**What is being asked**:
Report back every line in the data that includes the string "tall".

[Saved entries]
# # # # # # #
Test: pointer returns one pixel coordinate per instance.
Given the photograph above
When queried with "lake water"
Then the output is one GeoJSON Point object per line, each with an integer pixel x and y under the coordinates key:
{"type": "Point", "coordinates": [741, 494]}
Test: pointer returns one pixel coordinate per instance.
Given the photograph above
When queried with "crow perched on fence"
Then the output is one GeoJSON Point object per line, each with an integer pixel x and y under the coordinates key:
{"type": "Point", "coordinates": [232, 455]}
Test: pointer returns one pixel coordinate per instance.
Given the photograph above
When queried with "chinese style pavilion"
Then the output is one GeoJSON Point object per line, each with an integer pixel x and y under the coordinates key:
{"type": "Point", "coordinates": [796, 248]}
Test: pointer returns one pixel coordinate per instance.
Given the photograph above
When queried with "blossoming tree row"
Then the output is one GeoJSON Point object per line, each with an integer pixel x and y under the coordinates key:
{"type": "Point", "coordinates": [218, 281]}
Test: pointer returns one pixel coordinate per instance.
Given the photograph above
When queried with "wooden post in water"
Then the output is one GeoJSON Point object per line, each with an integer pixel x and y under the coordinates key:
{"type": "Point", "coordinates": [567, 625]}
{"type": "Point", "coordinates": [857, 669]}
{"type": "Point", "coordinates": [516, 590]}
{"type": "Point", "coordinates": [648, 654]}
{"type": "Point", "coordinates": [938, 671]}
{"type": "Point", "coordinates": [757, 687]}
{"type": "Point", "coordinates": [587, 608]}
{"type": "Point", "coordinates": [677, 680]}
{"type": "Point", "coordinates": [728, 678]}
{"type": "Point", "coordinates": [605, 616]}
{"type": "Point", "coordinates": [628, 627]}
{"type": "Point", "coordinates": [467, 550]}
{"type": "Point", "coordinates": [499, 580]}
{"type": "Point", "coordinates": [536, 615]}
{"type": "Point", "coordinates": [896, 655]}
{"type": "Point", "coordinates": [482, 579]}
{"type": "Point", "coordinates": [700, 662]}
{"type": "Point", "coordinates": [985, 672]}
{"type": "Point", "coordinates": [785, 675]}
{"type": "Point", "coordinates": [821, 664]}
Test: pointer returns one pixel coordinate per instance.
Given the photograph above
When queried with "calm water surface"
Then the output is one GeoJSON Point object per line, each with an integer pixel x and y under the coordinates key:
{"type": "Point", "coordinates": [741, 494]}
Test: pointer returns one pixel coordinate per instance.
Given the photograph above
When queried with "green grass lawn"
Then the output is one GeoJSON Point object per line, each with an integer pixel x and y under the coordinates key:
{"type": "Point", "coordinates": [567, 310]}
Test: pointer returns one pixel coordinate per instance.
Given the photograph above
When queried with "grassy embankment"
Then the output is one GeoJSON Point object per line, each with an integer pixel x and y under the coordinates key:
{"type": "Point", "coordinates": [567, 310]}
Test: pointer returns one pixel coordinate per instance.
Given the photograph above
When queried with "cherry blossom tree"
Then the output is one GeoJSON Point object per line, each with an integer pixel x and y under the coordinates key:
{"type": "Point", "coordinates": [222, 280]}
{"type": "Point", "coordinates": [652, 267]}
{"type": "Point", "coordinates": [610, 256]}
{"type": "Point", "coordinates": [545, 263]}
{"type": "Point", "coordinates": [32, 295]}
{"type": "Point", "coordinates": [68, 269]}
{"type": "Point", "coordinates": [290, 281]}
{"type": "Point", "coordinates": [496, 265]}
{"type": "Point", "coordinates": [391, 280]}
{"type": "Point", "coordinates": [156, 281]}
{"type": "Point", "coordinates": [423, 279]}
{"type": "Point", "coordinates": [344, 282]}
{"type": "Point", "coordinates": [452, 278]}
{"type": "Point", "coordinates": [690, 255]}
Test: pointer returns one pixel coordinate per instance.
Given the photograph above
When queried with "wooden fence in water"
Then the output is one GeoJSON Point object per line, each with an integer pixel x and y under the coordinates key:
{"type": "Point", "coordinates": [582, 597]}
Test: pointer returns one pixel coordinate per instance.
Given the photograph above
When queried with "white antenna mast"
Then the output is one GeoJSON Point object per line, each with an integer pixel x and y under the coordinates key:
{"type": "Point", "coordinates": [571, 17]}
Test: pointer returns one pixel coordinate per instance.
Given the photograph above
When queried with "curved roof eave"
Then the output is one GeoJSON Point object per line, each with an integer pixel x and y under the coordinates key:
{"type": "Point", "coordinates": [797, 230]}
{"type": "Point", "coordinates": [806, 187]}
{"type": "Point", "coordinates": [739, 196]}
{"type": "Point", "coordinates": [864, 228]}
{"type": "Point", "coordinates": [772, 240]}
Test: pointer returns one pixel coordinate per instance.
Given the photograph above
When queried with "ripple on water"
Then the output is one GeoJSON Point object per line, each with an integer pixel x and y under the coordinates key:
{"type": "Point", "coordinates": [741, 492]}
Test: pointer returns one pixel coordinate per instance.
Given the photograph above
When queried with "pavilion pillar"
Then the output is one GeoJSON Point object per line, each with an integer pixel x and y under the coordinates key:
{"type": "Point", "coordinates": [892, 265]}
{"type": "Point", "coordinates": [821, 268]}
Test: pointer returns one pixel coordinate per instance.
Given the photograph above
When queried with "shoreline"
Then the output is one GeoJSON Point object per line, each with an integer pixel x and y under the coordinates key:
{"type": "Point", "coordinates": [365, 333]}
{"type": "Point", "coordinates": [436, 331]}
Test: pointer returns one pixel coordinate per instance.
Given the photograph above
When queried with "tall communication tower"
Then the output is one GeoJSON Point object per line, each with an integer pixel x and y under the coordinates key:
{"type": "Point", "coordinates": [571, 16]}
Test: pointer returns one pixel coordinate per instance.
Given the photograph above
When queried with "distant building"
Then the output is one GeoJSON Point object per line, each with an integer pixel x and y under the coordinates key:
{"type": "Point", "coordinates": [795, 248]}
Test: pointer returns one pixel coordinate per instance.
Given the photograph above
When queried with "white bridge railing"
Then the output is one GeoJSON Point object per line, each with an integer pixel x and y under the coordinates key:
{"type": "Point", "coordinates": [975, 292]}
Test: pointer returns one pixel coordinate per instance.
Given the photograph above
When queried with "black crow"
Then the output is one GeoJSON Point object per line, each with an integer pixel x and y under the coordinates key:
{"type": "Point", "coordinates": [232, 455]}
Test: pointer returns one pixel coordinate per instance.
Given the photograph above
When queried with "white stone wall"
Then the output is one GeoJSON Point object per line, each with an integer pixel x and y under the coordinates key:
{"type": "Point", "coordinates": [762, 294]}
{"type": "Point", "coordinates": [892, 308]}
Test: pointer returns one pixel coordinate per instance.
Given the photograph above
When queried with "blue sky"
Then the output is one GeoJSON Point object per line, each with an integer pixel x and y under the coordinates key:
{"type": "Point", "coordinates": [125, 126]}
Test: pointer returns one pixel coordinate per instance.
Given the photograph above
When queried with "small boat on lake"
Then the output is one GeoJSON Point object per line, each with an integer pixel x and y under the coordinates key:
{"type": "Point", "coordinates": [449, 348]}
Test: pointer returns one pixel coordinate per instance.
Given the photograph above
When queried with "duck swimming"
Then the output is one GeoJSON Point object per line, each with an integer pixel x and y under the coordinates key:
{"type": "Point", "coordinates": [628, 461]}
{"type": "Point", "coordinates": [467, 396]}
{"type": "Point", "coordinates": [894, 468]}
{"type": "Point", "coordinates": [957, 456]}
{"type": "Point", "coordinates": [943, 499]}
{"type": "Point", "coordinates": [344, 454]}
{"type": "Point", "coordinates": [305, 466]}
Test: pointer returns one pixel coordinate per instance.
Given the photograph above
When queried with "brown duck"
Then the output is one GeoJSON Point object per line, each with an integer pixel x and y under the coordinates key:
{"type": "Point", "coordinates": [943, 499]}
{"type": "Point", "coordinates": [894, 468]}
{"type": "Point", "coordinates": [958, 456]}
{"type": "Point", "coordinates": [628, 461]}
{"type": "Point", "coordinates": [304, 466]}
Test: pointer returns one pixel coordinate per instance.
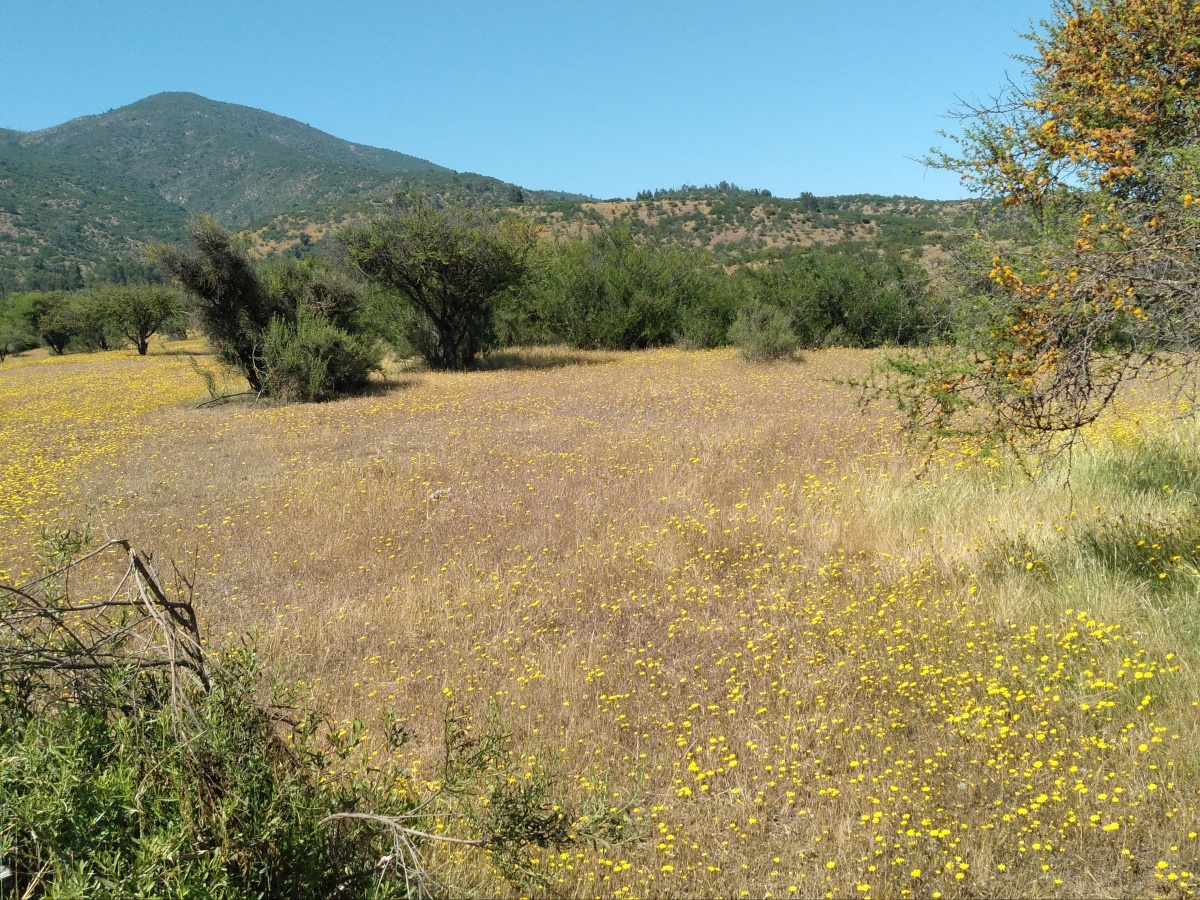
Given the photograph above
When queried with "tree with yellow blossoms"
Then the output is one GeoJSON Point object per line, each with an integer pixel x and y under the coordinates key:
{"type": "Point", "coordinates": [1095, 154]}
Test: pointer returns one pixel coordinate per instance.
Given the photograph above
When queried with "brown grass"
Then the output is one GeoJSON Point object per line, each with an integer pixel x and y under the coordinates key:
{"type": "Point", "coordinates": [712, 585]}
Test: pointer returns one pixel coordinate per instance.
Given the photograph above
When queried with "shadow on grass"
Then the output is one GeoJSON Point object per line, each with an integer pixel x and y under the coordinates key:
{"type": "Point", "coordinates": [528, 358]}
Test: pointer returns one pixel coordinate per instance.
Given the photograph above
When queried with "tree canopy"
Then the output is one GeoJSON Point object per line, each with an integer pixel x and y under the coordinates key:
{"type": "Point", "coordinates": [449, 264]}
{"type": "Point", "coordinates": [1095, 156]}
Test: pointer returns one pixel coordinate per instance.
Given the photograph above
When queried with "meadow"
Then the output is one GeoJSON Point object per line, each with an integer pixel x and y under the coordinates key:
{"type": "Point", "coordinates": [807, 660]}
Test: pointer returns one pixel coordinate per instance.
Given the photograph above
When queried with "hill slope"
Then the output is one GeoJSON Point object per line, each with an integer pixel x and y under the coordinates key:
{"type": "Point", "coordinates": [76, 193]}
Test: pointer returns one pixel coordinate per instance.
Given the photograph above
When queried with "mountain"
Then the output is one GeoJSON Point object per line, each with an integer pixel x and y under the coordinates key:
{"type": "Point", "coordinates": [75, 195]}
{"type": "Point", "coordinates": [79, 201]}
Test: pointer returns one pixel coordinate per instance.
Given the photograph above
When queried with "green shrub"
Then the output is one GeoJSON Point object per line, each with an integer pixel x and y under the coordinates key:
{"type": "Point", "coordinates": [763, 333]}
{"type": "Point", "coordinates": [135, 765]}
{"type": "Point", "coordinates": [311, 359]}
{"type": "Point", "coordinates": [609, 292]}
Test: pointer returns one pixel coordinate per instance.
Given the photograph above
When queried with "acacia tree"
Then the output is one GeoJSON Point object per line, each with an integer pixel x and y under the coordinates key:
{"type": "Point", "coordinates": [1098, 154]}
{"type": "Point", "coordinates": [138, 312]}
{"type": "Point", "coordinates": [232, 305]}
{"type": "Point", "coordinates": [449, 264]}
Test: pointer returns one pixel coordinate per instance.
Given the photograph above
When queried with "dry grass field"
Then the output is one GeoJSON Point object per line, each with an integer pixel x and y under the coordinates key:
{"type": "Point", "coordinates": [811, 664]}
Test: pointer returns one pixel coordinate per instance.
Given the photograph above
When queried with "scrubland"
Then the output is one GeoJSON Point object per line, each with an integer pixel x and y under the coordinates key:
{"type": "Point", "coordinates": [811, 661]}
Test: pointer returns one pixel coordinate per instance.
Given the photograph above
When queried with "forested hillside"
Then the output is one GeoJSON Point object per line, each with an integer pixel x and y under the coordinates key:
{"type": "Point", "coordinates": [75, 196]}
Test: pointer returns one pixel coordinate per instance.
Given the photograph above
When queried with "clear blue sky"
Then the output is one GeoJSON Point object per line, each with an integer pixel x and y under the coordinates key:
{"type": "Point", "coordinates": [599, 96]}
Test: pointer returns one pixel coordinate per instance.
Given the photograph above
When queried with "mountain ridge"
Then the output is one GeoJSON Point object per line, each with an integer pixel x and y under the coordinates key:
{"type": "Point", "coordinates": [78, 196]}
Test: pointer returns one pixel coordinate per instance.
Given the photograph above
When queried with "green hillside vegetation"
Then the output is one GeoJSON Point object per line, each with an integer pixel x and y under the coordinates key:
{"type": "Point", "coordinates": [76, 197]}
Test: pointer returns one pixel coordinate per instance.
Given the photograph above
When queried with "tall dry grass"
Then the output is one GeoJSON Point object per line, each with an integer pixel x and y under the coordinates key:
{"type": "Point", "coordinates": [820, 666]}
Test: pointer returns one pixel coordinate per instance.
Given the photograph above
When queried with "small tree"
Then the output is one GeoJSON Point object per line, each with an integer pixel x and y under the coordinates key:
{"type": "Point", "coordinates": [449, 264]}
{"type": "Point", "coordinates": [55, 322]}
{"type": "Point", "coordinates": [138, 312]}
{"type": "Point", "coordinates": [232, 305]}
{"type": "Point", "coordinates": [1098, 154]}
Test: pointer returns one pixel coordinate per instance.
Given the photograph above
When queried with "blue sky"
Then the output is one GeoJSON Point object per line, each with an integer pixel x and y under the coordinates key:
{"type": "Point", "coordinates": [599, 97]}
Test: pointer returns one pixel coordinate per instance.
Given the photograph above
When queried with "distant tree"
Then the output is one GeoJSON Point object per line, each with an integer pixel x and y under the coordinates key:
{"type": "Point", "coordinates": [16, 335]}
{"type": "Point", "coordinates": [449, 264]}
{"type": "Point", "coordinates": [275, 323]}
{"type": "Point", "coordinates": [1097, 154]}
{"type": "Point", "coordinates": [91, 327]}
{"type": "Point", "coordinates": [55, 321]}
{"type": "Point", "coordinates": [231, 303]}
{"type": "Point", "coordinates": [139, 311]}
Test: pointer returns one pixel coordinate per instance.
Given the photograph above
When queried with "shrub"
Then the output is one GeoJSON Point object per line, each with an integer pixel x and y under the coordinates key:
{"type": "Point", "coordinates": [609, 292]}
{"type": "Point", "coordinates": [231, 304]}
{"type": "Point", "coordinates": [448, 264]}
{"type": "Point", "coordinates": [311, 359]}
{"type": "Point", "coordinates": [136, 763]}
{"type": "Point", "coordinates": [763, 333]}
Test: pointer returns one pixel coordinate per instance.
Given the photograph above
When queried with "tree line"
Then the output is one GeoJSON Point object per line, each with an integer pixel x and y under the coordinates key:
{"type": "Point", "coordinates": [449, 283]}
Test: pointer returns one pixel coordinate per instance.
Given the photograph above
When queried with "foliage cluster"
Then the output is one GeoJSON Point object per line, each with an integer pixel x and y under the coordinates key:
{"type": "Point", "coordinates": [279, 325]}
{"type": "Point", "coordinates": [1097, 153]}
{"type": "Point", "coordinates": [89, 319]}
# # # # # # #
**Solution to this exercise**:
When queried with "tall communication tower"
When queried with "tall dry grass"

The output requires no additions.